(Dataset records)
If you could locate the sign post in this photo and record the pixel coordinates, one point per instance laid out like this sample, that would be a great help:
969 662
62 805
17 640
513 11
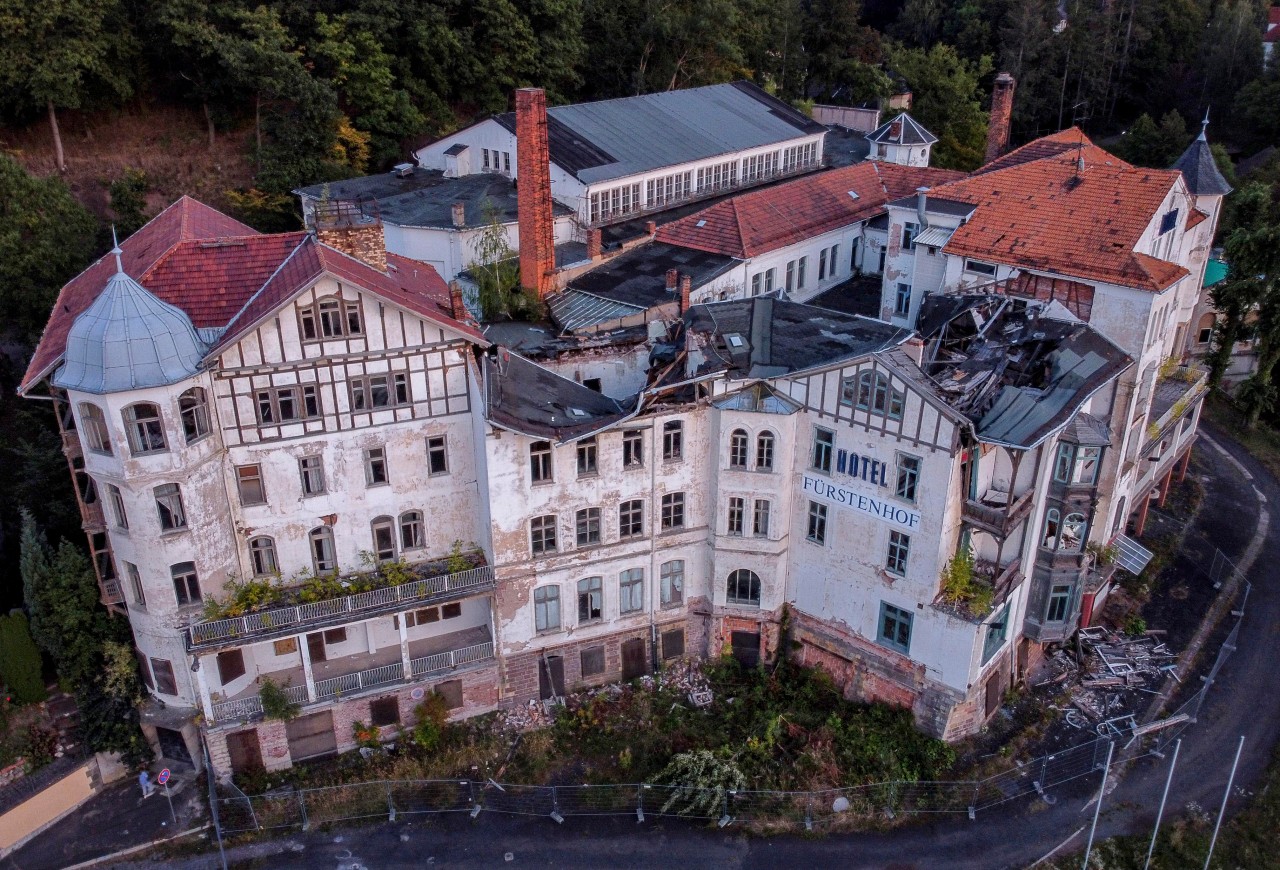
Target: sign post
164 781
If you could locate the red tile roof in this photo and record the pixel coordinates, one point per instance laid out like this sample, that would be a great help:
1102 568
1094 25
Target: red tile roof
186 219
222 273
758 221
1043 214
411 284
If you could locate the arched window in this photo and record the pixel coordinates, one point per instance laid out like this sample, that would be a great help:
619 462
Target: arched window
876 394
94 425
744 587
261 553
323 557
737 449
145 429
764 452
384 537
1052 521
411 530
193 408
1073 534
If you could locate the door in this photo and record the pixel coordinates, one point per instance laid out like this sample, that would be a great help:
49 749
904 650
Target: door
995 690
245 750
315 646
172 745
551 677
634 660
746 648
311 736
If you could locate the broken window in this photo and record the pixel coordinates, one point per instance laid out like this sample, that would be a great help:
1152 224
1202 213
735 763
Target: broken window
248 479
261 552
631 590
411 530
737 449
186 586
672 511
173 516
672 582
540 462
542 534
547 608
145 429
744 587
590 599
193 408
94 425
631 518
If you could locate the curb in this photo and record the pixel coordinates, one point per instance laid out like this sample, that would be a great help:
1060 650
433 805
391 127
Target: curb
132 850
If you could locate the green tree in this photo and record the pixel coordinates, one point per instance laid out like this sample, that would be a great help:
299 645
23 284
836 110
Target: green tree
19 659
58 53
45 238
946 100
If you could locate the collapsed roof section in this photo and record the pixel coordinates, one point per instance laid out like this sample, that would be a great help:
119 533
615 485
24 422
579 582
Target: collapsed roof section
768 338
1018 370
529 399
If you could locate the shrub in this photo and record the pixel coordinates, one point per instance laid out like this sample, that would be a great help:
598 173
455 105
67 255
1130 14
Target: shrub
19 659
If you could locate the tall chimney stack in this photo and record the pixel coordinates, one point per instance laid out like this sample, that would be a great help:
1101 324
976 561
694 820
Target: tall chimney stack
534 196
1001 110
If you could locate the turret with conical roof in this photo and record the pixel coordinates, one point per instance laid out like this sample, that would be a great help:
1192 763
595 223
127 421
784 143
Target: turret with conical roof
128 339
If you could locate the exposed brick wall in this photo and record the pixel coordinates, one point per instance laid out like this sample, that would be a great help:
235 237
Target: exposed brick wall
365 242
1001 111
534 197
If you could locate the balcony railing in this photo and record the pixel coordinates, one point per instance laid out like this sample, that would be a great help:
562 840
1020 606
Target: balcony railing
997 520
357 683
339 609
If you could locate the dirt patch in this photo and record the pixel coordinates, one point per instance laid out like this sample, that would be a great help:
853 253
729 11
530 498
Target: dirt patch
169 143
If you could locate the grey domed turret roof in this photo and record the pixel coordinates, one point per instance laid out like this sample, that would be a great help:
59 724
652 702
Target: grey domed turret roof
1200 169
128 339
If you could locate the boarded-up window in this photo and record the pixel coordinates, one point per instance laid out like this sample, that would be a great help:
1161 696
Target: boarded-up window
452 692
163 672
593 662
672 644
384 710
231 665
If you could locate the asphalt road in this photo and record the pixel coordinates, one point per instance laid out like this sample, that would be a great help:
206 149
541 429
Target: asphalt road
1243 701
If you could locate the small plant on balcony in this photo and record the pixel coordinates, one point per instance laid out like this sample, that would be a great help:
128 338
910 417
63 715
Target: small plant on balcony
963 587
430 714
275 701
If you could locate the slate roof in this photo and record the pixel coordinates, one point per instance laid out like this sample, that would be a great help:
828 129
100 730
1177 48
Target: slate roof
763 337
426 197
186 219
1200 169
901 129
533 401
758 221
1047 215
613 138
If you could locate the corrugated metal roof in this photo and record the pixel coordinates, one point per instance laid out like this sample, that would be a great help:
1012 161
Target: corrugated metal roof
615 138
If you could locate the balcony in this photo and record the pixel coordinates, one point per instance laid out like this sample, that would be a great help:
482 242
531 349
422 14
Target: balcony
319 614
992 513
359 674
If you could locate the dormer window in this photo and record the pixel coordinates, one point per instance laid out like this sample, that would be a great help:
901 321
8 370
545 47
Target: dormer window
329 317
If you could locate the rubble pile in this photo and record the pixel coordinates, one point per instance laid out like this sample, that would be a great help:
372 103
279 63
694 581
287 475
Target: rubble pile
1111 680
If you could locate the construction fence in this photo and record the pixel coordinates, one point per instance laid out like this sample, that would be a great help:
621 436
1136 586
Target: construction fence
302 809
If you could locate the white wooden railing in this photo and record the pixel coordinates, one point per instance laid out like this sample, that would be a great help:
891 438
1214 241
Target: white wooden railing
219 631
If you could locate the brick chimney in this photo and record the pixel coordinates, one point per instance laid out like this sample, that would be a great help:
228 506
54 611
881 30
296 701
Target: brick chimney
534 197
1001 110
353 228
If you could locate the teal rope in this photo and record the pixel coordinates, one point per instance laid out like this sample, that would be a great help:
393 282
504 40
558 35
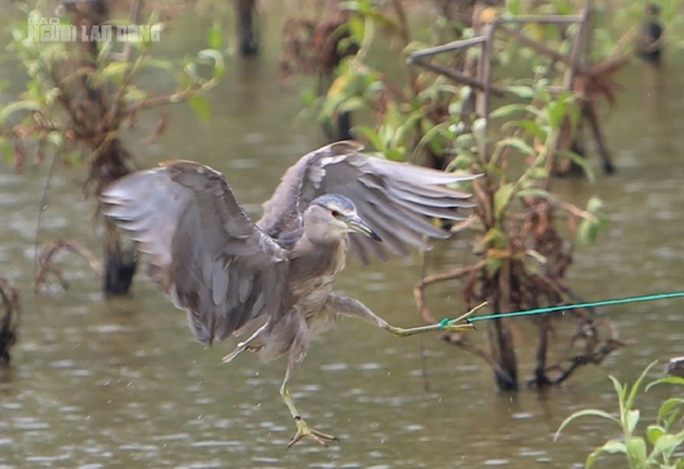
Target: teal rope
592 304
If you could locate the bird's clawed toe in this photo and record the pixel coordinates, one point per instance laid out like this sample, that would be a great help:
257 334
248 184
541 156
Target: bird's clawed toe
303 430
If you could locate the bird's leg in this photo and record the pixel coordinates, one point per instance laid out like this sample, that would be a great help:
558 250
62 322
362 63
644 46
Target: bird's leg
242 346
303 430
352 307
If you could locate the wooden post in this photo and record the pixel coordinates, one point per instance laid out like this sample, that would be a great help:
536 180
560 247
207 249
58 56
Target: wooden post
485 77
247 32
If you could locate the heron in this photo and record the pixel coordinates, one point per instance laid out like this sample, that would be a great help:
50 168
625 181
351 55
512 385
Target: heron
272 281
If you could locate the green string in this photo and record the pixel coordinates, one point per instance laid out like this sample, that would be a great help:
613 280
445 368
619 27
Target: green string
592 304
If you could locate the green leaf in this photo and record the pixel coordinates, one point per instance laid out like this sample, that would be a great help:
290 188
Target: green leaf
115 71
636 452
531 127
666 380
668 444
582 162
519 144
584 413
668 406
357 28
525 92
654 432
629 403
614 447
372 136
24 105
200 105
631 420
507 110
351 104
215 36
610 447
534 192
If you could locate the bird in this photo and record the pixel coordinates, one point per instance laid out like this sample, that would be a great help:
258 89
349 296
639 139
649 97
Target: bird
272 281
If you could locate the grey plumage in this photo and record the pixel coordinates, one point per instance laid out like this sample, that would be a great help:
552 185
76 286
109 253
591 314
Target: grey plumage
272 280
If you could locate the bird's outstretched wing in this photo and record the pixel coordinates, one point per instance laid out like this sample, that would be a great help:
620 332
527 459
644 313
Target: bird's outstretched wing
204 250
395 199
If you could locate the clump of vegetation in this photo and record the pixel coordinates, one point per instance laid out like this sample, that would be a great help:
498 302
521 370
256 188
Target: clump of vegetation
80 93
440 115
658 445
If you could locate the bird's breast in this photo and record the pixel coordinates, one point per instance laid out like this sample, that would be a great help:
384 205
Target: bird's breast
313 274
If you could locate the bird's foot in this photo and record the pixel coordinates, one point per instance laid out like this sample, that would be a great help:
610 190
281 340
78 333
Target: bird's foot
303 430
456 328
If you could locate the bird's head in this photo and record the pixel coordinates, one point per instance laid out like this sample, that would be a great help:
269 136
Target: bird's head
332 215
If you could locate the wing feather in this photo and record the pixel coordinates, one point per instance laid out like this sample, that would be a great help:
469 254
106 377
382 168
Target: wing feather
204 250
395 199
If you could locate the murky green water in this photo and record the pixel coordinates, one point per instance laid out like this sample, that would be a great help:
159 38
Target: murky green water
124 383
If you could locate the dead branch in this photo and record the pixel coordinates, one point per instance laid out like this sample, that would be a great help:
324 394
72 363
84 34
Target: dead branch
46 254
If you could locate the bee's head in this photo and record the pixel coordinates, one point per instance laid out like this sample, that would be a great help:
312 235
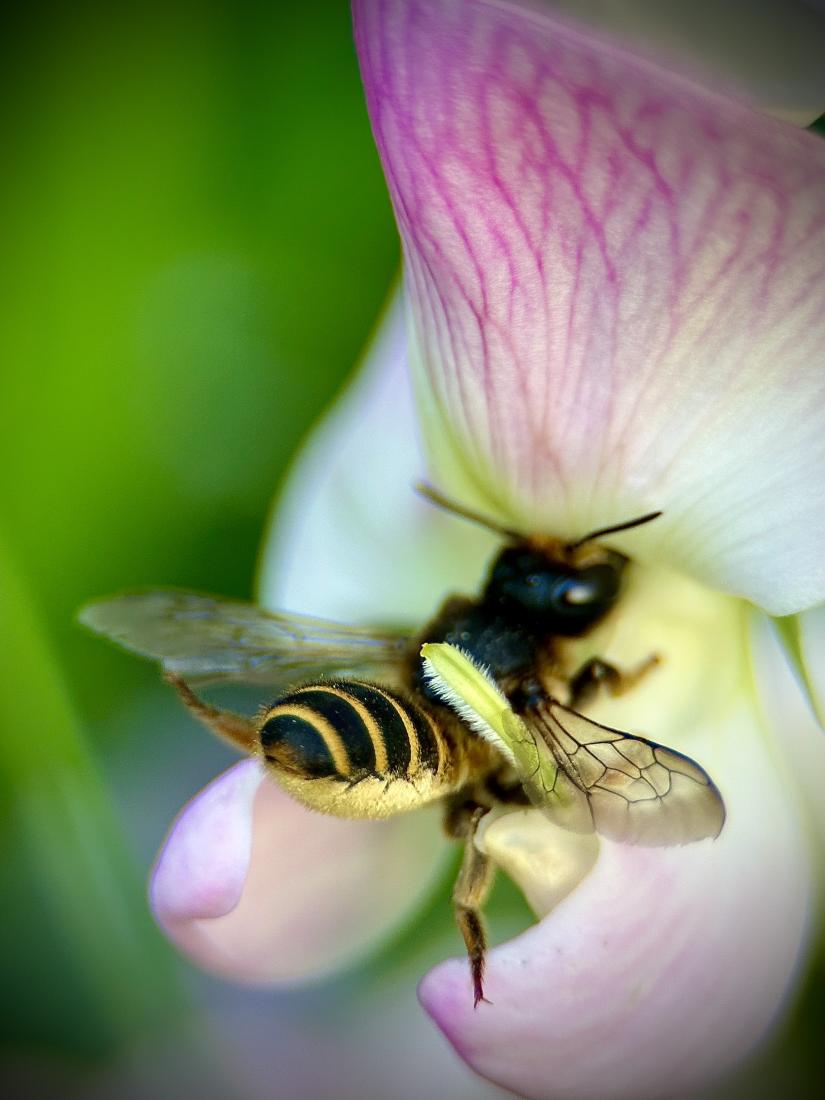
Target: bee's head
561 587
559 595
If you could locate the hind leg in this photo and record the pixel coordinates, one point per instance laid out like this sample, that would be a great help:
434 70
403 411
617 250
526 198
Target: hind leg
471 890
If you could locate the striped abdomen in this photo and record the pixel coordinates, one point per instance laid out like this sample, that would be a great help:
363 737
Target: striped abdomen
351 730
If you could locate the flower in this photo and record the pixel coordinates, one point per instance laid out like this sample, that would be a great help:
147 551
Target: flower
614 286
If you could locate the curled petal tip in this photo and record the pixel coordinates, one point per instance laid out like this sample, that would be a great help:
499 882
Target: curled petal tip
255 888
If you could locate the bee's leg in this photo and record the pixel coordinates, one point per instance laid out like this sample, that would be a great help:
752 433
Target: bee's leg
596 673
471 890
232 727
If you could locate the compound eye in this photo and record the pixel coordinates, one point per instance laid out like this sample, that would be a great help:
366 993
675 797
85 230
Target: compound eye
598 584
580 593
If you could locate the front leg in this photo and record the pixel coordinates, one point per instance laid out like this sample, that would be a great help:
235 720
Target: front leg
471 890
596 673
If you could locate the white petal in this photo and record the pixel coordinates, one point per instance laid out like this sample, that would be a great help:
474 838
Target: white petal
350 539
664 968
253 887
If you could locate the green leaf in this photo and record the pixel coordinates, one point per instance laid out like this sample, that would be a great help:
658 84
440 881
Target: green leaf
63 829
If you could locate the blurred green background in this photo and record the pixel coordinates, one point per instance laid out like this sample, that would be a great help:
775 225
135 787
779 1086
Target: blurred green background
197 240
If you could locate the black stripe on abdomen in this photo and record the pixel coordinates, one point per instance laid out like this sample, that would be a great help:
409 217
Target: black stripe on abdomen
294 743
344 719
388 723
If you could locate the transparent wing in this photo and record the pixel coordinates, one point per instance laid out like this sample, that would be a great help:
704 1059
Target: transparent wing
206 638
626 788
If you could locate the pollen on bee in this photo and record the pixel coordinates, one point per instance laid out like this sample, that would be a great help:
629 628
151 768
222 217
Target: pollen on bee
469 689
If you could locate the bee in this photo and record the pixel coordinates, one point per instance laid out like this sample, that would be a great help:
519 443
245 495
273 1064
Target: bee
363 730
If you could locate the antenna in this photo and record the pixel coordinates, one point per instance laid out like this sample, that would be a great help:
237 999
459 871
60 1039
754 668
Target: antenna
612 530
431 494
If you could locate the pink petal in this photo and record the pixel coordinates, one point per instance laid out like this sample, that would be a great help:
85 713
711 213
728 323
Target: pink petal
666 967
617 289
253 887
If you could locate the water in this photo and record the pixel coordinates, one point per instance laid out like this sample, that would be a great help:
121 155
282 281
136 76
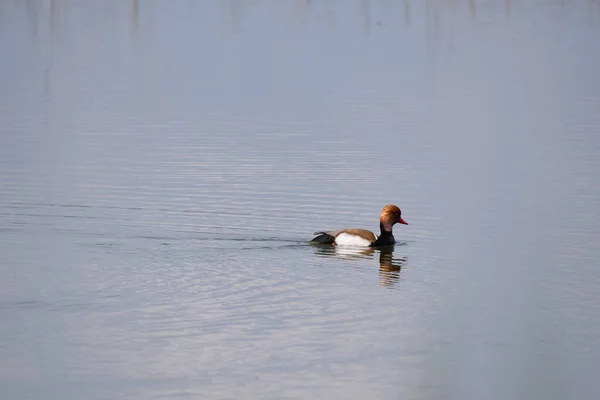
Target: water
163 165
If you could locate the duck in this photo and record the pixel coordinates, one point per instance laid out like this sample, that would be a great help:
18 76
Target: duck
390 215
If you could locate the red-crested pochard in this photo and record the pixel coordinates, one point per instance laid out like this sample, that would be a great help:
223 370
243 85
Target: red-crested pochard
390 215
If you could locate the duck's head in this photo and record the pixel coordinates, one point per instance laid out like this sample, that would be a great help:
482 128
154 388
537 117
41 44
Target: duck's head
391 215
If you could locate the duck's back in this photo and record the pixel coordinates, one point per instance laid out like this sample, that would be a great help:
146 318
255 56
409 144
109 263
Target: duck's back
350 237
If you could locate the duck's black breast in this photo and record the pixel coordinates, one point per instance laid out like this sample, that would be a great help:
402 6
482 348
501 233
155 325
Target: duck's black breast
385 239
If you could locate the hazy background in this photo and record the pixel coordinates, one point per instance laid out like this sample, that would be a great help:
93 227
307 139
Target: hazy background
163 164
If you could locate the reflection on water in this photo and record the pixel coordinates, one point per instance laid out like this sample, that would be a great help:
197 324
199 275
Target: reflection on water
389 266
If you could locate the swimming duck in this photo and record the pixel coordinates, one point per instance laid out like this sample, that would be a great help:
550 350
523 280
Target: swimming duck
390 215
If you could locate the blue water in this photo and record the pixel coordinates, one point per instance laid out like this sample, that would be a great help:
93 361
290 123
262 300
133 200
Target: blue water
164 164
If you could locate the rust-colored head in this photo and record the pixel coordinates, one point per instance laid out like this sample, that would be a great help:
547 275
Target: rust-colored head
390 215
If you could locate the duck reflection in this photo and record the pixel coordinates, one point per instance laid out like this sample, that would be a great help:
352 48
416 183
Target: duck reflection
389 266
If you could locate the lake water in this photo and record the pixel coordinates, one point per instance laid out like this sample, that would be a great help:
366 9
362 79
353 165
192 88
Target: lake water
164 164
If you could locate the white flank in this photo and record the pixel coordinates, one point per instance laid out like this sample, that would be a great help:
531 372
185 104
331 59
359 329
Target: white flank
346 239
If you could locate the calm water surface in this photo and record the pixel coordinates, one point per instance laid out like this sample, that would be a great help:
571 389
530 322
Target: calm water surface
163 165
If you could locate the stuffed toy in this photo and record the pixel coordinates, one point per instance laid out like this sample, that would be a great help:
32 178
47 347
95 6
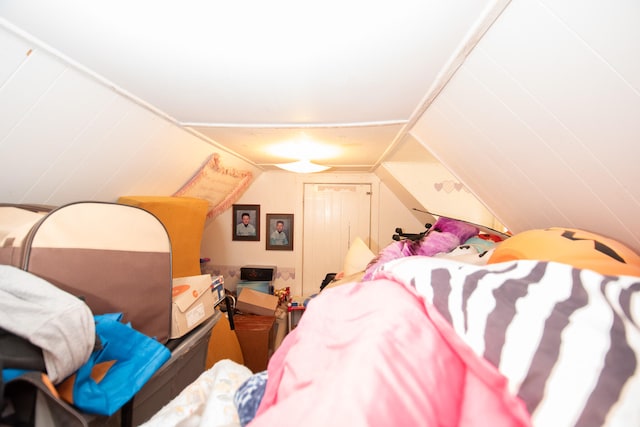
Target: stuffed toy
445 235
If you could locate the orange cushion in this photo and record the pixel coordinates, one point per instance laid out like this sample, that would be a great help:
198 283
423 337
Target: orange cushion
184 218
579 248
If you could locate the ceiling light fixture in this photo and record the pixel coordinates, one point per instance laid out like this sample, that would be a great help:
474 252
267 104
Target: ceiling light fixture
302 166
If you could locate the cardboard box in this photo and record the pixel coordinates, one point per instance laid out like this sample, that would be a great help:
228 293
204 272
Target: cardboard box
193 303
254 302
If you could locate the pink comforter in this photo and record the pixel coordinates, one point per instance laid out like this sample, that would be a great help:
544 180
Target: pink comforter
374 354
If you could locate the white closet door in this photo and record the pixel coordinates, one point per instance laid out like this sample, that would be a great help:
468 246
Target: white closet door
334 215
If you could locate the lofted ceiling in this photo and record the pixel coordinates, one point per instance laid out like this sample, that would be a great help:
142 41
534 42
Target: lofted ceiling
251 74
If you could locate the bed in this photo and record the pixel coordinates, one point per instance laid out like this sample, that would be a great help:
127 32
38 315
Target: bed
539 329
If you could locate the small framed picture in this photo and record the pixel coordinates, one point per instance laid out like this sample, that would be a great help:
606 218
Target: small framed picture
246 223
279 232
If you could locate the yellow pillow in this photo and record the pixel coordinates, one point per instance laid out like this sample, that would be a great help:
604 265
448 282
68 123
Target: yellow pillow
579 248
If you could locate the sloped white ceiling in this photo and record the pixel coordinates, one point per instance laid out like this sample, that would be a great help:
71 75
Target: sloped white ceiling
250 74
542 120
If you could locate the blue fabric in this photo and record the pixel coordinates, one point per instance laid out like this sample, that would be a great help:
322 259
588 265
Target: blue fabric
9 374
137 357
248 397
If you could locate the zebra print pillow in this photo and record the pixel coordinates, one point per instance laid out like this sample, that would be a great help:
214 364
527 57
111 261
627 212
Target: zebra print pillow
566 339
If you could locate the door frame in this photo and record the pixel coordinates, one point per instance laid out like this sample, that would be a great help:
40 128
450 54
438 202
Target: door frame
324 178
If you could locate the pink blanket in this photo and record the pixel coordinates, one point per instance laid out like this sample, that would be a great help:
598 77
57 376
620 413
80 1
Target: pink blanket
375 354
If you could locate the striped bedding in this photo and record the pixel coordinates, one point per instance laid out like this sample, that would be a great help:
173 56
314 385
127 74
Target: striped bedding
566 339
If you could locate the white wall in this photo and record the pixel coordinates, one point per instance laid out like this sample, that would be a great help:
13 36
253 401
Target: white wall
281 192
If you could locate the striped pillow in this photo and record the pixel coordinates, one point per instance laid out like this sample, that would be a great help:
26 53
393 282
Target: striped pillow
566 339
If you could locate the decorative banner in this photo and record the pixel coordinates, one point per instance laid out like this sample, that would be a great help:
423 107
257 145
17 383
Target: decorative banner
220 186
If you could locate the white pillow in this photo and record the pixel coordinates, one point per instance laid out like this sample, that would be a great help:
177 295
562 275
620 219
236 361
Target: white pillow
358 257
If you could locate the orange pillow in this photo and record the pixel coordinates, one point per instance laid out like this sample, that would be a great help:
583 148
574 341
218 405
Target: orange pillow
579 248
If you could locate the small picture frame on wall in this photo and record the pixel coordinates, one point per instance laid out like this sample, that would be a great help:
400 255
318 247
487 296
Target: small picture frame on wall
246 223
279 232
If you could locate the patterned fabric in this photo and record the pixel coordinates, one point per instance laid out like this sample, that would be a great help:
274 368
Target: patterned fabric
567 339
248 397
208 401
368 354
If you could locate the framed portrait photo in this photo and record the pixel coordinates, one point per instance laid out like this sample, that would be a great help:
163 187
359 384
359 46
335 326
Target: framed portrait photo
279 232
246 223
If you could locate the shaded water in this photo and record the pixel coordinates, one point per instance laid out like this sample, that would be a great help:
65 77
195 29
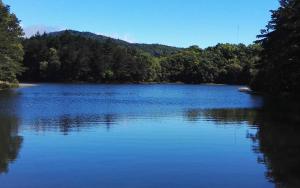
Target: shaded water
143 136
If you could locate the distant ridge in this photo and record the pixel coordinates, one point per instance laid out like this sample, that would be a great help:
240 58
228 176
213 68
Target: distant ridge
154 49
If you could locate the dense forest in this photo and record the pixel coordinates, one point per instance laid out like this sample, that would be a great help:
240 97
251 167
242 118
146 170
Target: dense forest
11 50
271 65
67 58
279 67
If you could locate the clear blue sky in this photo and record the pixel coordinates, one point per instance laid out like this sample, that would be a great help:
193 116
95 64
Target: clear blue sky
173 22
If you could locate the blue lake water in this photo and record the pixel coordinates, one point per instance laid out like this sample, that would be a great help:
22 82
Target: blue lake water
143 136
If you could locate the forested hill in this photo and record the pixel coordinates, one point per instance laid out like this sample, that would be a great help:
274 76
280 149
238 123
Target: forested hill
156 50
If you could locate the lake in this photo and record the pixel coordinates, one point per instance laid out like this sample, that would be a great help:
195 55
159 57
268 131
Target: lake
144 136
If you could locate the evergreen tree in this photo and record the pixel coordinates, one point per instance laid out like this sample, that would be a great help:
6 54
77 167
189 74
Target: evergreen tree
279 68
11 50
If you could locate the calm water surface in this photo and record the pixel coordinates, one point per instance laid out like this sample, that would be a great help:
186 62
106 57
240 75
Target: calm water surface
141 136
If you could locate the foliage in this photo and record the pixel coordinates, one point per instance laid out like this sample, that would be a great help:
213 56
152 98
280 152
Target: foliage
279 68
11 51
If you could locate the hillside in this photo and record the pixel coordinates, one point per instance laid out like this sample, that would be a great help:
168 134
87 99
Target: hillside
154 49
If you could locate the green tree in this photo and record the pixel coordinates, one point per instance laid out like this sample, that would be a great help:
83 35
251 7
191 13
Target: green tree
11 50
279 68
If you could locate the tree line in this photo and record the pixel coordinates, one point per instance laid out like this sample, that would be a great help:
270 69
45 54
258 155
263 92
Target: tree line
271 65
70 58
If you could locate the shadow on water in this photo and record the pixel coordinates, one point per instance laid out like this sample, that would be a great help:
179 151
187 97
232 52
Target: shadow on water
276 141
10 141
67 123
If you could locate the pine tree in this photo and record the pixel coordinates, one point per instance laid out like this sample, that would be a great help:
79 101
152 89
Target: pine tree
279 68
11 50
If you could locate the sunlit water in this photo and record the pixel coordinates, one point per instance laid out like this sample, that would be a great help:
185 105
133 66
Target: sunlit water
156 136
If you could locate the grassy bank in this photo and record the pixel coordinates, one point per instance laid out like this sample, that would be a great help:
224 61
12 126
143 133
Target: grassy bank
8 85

- _OBJECTIVE_:
Locate the line with "If you could locate the foliage" in the entries above; extract it and every line after it, verbatim.

- _SOLUTION TO THE EXERCISE_:
If you could locate the foliage in this photo and record the pixel coordinates, one point per instance laid out like this sample, that would be a great help:
213 56
152 98
280 152
Target: foliage
279 68
11 51
If you could locate the hillside in this photo and record the pixel coordinates, one point per instance laid out like this sample, that would be a great help:
168 134
87 99
Target: hillside
154 49
If you could locate the green tree in this photo and record the pixel coordinates, one point per instance laid out like this sample, that would be a great help:
83 35
251 7
191 13
Target: green tree
11 50
279 68
If you could locate the tree line in this photo and record the pixel coordinates, one point per instance laid out like this sample, that would be a great help:
270 69
45 54
258 155
263 92
Target: tree line
271 65
70 58
If you could locate the shadow on water in this photo and record the pixel coordinates, one point per instance laid out like this sample, that would be a great help:
179 151
187 97
232 52
Target: shadow on water
276 141
10 141
67 123
If you could locate the pine tree in this photo and record the pixel coordinates, one point per instance laid out like this sample, that would be a great help:
79 101
152 89
Target: pine tree
279 68
11 50
If you could locate the sunlit water in this photo and record the pixel coordinates, one point per instance laid out like this sample, that would be a great help:
185 105
133 66
Target: sunlit water
156 136
If you could locate the grassy bank in this photo and record the pixel coordinates, one point per instance laid out like this sample, that would be a great help:
224 61
12 126
143 133
Target: grassy bank
8 85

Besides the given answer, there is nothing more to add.